++++ Dataset excerpts ++++

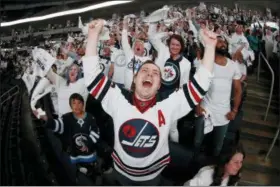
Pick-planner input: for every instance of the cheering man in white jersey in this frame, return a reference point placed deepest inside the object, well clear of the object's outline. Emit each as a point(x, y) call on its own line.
point(142, 118)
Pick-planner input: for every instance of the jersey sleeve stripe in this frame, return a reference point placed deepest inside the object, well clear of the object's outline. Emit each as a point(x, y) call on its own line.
point(104, 90)
point(194, 92)
point(92, 138)
point(94, 134)
point(187, 95)
point(139, 173)
point(56, 126)
point(61, 125)
point(197, 86)
point(95, 81)
point(142, 168)
point(98, 87)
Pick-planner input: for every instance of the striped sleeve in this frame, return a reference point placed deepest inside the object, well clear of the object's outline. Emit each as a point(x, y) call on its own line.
point(94, 136)
point(97, 83)
point(56, 125)
point(182, 101)
point(100, 86)
point(197, 86)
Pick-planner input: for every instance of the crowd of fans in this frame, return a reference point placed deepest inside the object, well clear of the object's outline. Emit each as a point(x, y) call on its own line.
point(147, 72)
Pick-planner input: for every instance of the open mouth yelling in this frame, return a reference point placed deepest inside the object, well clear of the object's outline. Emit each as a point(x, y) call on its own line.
point(147, 84)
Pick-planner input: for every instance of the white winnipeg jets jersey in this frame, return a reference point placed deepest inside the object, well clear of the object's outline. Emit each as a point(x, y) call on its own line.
point(133, 62)
point(105, 65)
point(141, 149)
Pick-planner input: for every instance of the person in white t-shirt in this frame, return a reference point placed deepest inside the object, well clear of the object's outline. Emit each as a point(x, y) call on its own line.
point(216, 103)
point(74, 83)
point(239, 58)
point(134, 57)
point(226, 173)
point(237, 40)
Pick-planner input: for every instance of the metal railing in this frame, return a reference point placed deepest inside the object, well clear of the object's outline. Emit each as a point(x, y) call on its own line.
point(9, 94)
point(278, 129)
point(272, 81)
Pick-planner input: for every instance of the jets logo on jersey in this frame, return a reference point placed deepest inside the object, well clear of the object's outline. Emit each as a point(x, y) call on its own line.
point(170, 74)
point(119, 60)
point(137, 64)
point(80, 142)
point(138, 137)
point(146, 52)
point(102, 67)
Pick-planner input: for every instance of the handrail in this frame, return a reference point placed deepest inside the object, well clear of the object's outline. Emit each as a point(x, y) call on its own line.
point(272, 81)
point(10, 96)
point(278, 129)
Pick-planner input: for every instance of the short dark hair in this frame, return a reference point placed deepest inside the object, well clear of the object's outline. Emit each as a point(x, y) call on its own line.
point(179, 39)
point(146, 62)
point(76, 96)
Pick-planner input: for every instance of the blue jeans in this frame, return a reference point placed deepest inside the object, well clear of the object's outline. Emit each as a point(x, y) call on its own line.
point(218, 135)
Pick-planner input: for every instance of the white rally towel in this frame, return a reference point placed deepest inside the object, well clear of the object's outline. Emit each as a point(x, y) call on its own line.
point(43, 88)
point(201, 6)
point(104, 35)
point(158, 15)
point(208, 123)
point(43, 61)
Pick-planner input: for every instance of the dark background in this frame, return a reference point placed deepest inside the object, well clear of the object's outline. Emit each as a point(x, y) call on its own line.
point(18, 9)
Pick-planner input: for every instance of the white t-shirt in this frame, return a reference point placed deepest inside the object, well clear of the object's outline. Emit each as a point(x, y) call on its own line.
point(118, 59)
point(105, 64)
point(196, 63)
point(242, 68)
point(130, 59)
point(205, 178)
point(217, 99)
point(237, 41)
point(54, 99)
point(64, 92)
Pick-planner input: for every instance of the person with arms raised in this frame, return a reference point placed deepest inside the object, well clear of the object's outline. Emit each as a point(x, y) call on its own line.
point(142, 118)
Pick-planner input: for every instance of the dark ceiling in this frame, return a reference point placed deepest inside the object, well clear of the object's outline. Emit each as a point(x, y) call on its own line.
point(18, 9)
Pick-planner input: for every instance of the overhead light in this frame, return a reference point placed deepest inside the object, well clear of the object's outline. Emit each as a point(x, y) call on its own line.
point(64, 13)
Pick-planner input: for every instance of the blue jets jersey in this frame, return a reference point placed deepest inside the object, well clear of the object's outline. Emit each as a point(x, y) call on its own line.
point(141, 149)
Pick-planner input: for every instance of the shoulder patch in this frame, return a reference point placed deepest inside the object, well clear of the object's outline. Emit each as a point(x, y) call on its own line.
point(113, 85)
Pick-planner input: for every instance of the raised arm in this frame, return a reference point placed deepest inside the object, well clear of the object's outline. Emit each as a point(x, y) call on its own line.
point(98, 85)
point(185, 99)
point(125, 43)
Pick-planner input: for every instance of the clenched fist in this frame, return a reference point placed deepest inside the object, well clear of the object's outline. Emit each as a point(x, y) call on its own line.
point(95, 27)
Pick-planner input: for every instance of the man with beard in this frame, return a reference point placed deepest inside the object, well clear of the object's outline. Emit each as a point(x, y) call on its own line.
point(216, 104)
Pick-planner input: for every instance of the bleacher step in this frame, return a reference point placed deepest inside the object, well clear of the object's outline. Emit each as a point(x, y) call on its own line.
point(256, 134)
point(260, 87)
point(262, 80)
point(261, 107)
point(259, 93)
point(253, 178)
point(253, 122)
point(261, 100)
point(259, 114)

++++

** Do this **
Repeat every line of the data above word for word, leaving out the pictures.

** Worked answer **
Pick-planner input: for every instance of the cheering man in white jersey in this frame, return a reference point placed deepest inside the object, well clear of the object's outline. Emit each as a point(x, y) call on its own line.
point(142, 118)
Pick-planner input: for every instance of the jersey sleeve stripe in this frame, return a reference point placed deepest inside the object, well clear of the object's outline. Emit each as a point(x, y) call on its own line.
point(104, 90)
point(194, 92)
point(92, 138)
point(94, 134)
point(187, 95)
point(139, 173)
point(56, 126)
point(61, 125)
point(197, 86)
point(95, 81)
point(142, 168)
point(98, 87)
Pick-planner input: for every instance of the striped sleeve in this frame, return a reference point placed deepest inside the object, well clear of the object's outline. Emit each as a point(x, y) call on its own line.
point(94, 136)
point(97, 83)
point(56, 125)
point(182, 101)
point(100, 86)
point(197, 86)
Pick-planner input: for every instance of the crowd of fans in this frame, return a reference point placed deepest inside the object, well clear of the object's outline. Emit each as a point(x, y) call on its own line.
point(147, 72)
Pick-planner input: for every instance of the open mouth yelling in this frame, return a reference point placed deepest inside the object, well clear of the object's outline. Emit each as a point(x, y) call on its own line.
point(147, 84)
Pick-planner input: for every instance of the white winnipeg jets jersey in this frame, return a reference point placed deepest inside the object, well clear of the object's outline. Emit each as a point(x, y) call on its own line.
point(133, 62)
point(105, 65)
point(141, 149)
Pick-planner input: for every instance of the person in white t-shirt in this frame, return a reference point placed deepest inside the object, well clear of the object's outline. Emit each as a point(x, y) call on its own line.
point(216, 103)
point(74, 83)
point(239, 58)
point(134, 57)
point(226, 173)
point(237, 40)
Pick-planner input: for every instance of the metal railing in this frame, return a reference point placed deepest inside the object, well clear of the object's outline. Emit each as a point(x, y) call on its own line.
point(9, 94)
point(278, 129)
point(272, 81)
Pick-planner input: for every instance of the jets logo on jersey in this frame, return a reference point placed deepest inside the object, well clear of the object's outline. Emit each as a point(x, y) call on its own line.
point(170, 74)
point(119, 60)
point(137, 64)
point(80, 142)
point(138, 137)
point(146, 52)
point(102, 67)
Pick-planner input: for every instance of the handrail in this frame, return a reference point placed deepest inside the object, well clear of the object's outline. Emit each as a point(x, y) call on its own line.
point(272, 81)
point(10, 96)
point(278, 129)
Pick-planner input: for every instance of the short dark hair in this frame, return a reference point placed deepest inside the object, well clear of the object's outline. Emit each as a point(x, y) call on its own line.
point(179, 39)
point(146, 62)
point(76, 96)
Pick-planner input: for every instance of the blue jeans in this frame, return a reference point placed deepest inside the object, well clear of the object's outline. Emit each as a point(x, y) call on its own line.
point(218, 135)
Pick-planner input: for every instance of the white rally towel in this frame, return a reference point placed deepest inside the object, well clear of the object's outline. Emit each as a point(x, y) call on its own line.
point(43, 88)
point(201, 6)
point(104, 35)
point(158, 15)
point(208, 123)
point(43, 61)
Pick-planner input: for every instance of the dark background in this frame, return a reference point placed deepest inside the object, well clear of the object's outline. Emit each as a point(x, y) call on its own line.
point(18, 9)
Pick-planner input: for every instance of the white t-shirt in this frame, return a reference point placed deepest inside the object, well clear of the object's outline. Emit each as a point(x, y) call on its own line.
point(118, 59)
point(105, 64)
point(196, 63)
point(242, 68)
point(130, 59)
point(205, 178)
point(217, 99)
point(237, 41)
point(54, 99)
point(64, 92)
Pick-planner input: for every instance of the person with arms raised in this frame, return a reference point placed deepest inside the object, well clear of the object's outline. Emit each as a point(x, y) call on its own line.
point(142, 118)
Pick-planner input: for every instance of the dark ceiling in this frame, return a reference point placed deepest inside the object, well clear of the object's outline. Emit each as a point(x, y) call on its own line.
point(18, 9)
Pick-planner input: for every instance of the overhead light in this frame, return a reference point placed deepest inside the object, well clear of the object's outline. Emit each as a point(x, y) call on its own line.
point(64, 13)
Pick-planner input: for every instance of the blue jets jersey in this frame, return a reference point placed deepest inside the object, well clear of the object's outline. Emit each as a point(x, y) call on its own line.
point(141, 149)
Pick-planner input: for every instance of the shoulder patch in this frame, return a reference point placed deepest inside the object, well clear of the object's outline. Emit each as a point(x, y) call on its own line.
point(113, 85)
Pick-planner input: for every instance of the raised arm in this frame, return a reference point placed deepest inside the object, well clear of the object's outline. Emit each as a point(x, y) call on its own line.
point(98, 85)
point(185, 99)
point(125, 43)
Pick-planner input: for every instance of the clenched fist in this frame, return a reference point placed deepest inside the object, well clear of the object's outline. Emit each as a point(x, y) call on its own line.
point(95, 27)
Pick-planner input: for every instance of the man with beard in this frame, return a reference point placed deepest inside the object, well clear of the object's outline. Emit each as a point(x, y) call on its own line.
point(216, 104)
Pick-planner input: for every instance of the bleacher step in this frame, return a reference point placed deepest inside the object, well clear of the object's outline. Emit each as a point(x, y) call on its own line.
point(256, 134)
point(260, 87)
point(262, 80)
point(261, 107)
point(259, 93)
point(253, 178)
point(253, 122)
point(261, 100)
point(259, 114)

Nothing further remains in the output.